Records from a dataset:
[Start of Attachment]
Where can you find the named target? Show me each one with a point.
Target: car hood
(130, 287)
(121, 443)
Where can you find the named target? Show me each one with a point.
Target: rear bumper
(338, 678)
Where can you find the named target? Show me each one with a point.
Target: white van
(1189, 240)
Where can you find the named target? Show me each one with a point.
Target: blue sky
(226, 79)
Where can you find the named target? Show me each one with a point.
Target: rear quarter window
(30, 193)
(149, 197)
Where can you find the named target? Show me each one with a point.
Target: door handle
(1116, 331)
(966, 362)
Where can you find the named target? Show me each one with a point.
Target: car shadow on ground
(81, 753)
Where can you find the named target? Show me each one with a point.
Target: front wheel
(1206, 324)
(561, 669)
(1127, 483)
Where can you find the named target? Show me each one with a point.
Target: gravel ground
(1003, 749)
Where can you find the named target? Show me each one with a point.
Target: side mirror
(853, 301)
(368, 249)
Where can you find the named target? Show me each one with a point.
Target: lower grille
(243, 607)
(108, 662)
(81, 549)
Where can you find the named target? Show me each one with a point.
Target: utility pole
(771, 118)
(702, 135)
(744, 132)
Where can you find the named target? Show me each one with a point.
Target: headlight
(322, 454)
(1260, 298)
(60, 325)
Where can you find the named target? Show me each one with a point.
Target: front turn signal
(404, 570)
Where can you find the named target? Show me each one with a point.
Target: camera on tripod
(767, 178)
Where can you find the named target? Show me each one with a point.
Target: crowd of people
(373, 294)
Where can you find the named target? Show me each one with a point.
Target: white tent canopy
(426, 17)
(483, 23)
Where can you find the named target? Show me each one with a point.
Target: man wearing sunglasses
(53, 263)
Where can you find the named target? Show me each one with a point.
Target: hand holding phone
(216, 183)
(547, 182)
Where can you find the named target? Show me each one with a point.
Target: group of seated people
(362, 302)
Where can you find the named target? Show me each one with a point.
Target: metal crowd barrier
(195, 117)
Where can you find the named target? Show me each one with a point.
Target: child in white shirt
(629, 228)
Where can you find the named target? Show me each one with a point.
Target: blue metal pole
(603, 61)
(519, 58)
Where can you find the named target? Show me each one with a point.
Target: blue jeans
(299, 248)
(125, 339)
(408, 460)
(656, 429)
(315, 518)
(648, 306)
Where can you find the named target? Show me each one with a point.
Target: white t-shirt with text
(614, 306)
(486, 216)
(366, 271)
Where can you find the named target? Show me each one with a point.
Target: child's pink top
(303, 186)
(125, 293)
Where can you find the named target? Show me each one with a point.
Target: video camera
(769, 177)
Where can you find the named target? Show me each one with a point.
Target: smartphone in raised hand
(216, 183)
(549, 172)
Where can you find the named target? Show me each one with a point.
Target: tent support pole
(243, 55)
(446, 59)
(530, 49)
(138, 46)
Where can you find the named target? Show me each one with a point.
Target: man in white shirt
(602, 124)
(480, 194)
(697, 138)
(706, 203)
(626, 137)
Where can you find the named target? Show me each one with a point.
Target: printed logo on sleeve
[End of Attachment]
Problem statement:
Your answer must consist of every line above, transcribed verbatim.

Output below:
Where can you find the named target? Show me each one with a point.
Target: car hood
(130, 287)
(121, 443)
Where can you find the named target? Show me each one with a point.
Target: rear bumper
(338, 678)
Where can you find the named target? Show me each one with a point.
Target: white van
(1189, 240)
Where can you find the named target? Show me each one with a point.
Target: blue sky
(226, 79)
Where can you find the named target? Show me each one with a point.
Target: rear quarter window
(30, 193)
(149, 197)
Where can you find the named target? Show me each one with a point.
Target: door handle
(1116, 331)
(966, 362)
Where can you find the named target? Show me each one with a point.
Target: car shadow on ground
(81, 753)
Where can you find the named target? Show me each one with a point.
Target: front wheel
(1206, 324)
(561, 669)
(1127, 483)
Where can you find the named target? Show me each one with a point.
Target: gravel ground
(1003, 749)
Where can you find the named target? Show me each one with a point.
Target: side mirror
(853, 301)
(368, 249)
Where can you find the named target? Show me each one with a point.
Target: lower grille
(243, 607)
(108, 662)
(81, 549)
Where can you find the named target? Show me each one with a point.
Target: utility pole
(771, 118)
(702, 135)
(744, 132)
Where can you find the named target? Show me each one with a point.
Target: headlight
(322, 454)
(1260, 298)
(60, 325)
Where can you find the named target? Show me each one with a point.
Target: front turn signal
(404, 570)
Where can you find the named target? Show me each one with a point.
Target: camera on tripod
(767, 178)
Where can you find the named target? Show me each one with a point.
Target: crowd of people
(373, 294)
Where can you find the named target? Show me each one with a point.
Target: white tent canopy
(426, 17)
(483, 23)
Where can you find the named target? Show me each one with a point.
Target: man wearing sunglasses
(53, 263)
Where can you find the named target? Show me each one with a point.
Target: hand holding phone
(216, 183)
(547, 182)
Where can you find the named target? Show me each one with a point.
Target: group of seated people
(362, 302)
Where can you find the named target? Show me each one with a point.
Target: metal crowd barrier
(195, 117)
Where can you find the named target? Show me each one with a point.
Target: child in white shirt
(629, 228)
Where can you find the named target? Show me each one with a point.
Target: blue metal pole
(603, 61)
(519, 58)
Where can you find the named target? Show me each one with a point.
Target: blue jeans
(299, 248)
(125, 339)
(408, 460)
(656, 429)
(315, 518)
(648, 306)
Where can you find the named target? Show me each one with a point.
Target: white t-shirt with text
(614, 306)
(486, 216)
(366, 271)
Where can you find the named target? Show me each one with a point.
Target: child's pink top
(303, 186)
(125, 293)
Where can you find the named target? Show me each one with a point.
Target: video camera
(769, 177)
Where can you find the named target? Show me each one with a point.
Target: smartphone in raised hand
(216, 183)
(549, 172)
Where can you find the named target? Show me each one with a point.
Target: tent support pole
(243, 55)
(446, 59)
(530, 49)
(138, 46)
Where can you find the named target? Show me each one with a point.
Target: man in white shirt
(602, 124)
(480, 194)
(697, 138)
(706, 203)
(626, 137)
Where can you find the named target? Show me each one with a point.
Target: printed logo on sleeve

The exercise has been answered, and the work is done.